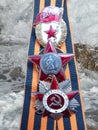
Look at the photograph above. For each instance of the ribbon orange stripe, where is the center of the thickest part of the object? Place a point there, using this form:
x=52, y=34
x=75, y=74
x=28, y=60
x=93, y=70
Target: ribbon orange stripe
x=34, y=83
x=76, y=69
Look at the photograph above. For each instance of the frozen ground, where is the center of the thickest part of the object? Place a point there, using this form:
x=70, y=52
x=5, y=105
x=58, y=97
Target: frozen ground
x=15, y=21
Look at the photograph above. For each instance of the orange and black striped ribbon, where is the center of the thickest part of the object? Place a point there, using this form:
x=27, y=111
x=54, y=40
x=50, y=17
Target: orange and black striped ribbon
x=30, y=120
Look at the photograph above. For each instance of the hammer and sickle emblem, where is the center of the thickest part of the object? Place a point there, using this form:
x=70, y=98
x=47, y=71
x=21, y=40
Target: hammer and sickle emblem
x=56, y=101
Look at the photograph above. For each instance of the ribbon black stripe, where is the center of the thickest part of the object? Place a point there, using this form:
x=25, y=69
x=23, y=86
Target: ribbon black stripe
x=37, y=118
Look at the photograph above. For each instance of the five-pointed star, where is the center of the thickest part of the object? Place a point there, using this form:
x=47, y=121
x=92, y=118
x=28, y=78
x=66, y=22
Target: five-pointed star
x=50, y=32
x=55, y=86
x=65, y=58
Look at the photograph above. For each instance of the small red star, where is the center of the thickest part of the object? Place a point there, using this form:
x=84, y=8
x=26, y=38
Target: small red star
x=49, y=49
x=55, y=86
x=50, y=32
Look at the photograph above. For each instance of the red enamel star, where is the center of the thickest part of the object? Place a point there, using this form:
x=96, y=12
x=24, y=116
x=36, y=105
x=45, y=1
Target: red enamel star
x=54, y=100
x=51, y=63
x=50, y=32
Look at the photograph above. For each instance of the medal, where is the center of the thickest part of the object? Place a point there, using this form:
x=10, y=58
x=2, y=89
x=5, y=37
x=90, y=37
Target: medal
x=51, y=63
x=55, y=99
x=50, y=21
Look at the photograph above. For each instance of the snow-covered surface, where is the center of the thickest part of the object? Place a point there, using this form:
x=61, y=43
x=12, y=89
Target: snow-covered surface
x=84, y=19
x=15, y=21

### PROBLEM DETAILS
Rewrite every one of the records above, putting "widest part" wherever "thickest part" appears and changing nothing else. Leave the pictures out.

### WORKED ANSWER
Look at the photograph above. For each instance of the ribbon orange stripe, where is the center of the widest part of the object? Place a point there, using this form:
x=52, y=34
x=75, y=74
x=28, y=60
x=93, y=70
Target: ribbon orange stripe
x=34, y=83
x=76, y=69
Look at the photograph above. For each instance of the frozen ground, where is the center of the widest part of the object? Place a point there, using this form:
x=70, y=52
x=5, y=105
x=58, y=97
Target: frozen ground
x=15, y=21
Look at the photograph above. For each instance of the orange and black striped ribbon, where is the center of the widest part of the object? Place a point there, using this form:
x=27, y=111
x=54, y=40
x=50, y=17
Target: orange and black striped ribbon
x=30, y=120
Look at the photograph above. For each instance of the hammer and sickle emblem, where is the center of the widest part of the object? Place a point there, using this form:
x=70, y=98
x=47, y=71
x=21, y=40
Target: hammer and sickle emblem
x=56, y=101
Look at the photograph above. For each instance of the ribbon black stripe, where is the center of the widest part of the object? Place a point there, using this form:
x=25, y=69
x=23, y=86
Target: ribbon black stripe
x=37, y=118
Look at the photograph above. For each instance of the five-pointed star, where is the center of the widest part of the object? Place a point there, using this form:
x=47, y=121
x=92, y=118
x=28, y=78
x=66, y=22
Target: five-pointed star
x=50, y=32
x=55, y=86
x=65, y=58
Look at the photograph above. For each instance of the small red star, where is the center of the widest part of the object? Place a point there, using this form:
x=84, y=8
x=26, y=38
Target: small red star
x=49, y=49
x=55, y=86
x=50, y=32
Look at the photograph above. For each instance of the red enamel star, where is the center of the widest part of the object? Place a point there, using this form:
x=96, y=12
x=24, y=116
x=36, y=105
x=45, y=1
Target: red enamel star
x=54, y=100
x=51, y=63
x=50, y=32
Look at the photograph above. For each instance of the medal, where is the center of the widest part of the object? Place a point there, using this form:
x=10, y=58
x=2, y=89
x=5, y=37
x=90, y=37
Target: medal
x=51, y=63
x=55, y=99
x=50, y=21
Look at the photograph above. For each instance of the snow-covered surface, where is the center of the widest part of the object? Place a point there, using this form:
x=61, y=43
x=12, y=89
Target: snow-covered surface
x=84, y=19
x=15, y=21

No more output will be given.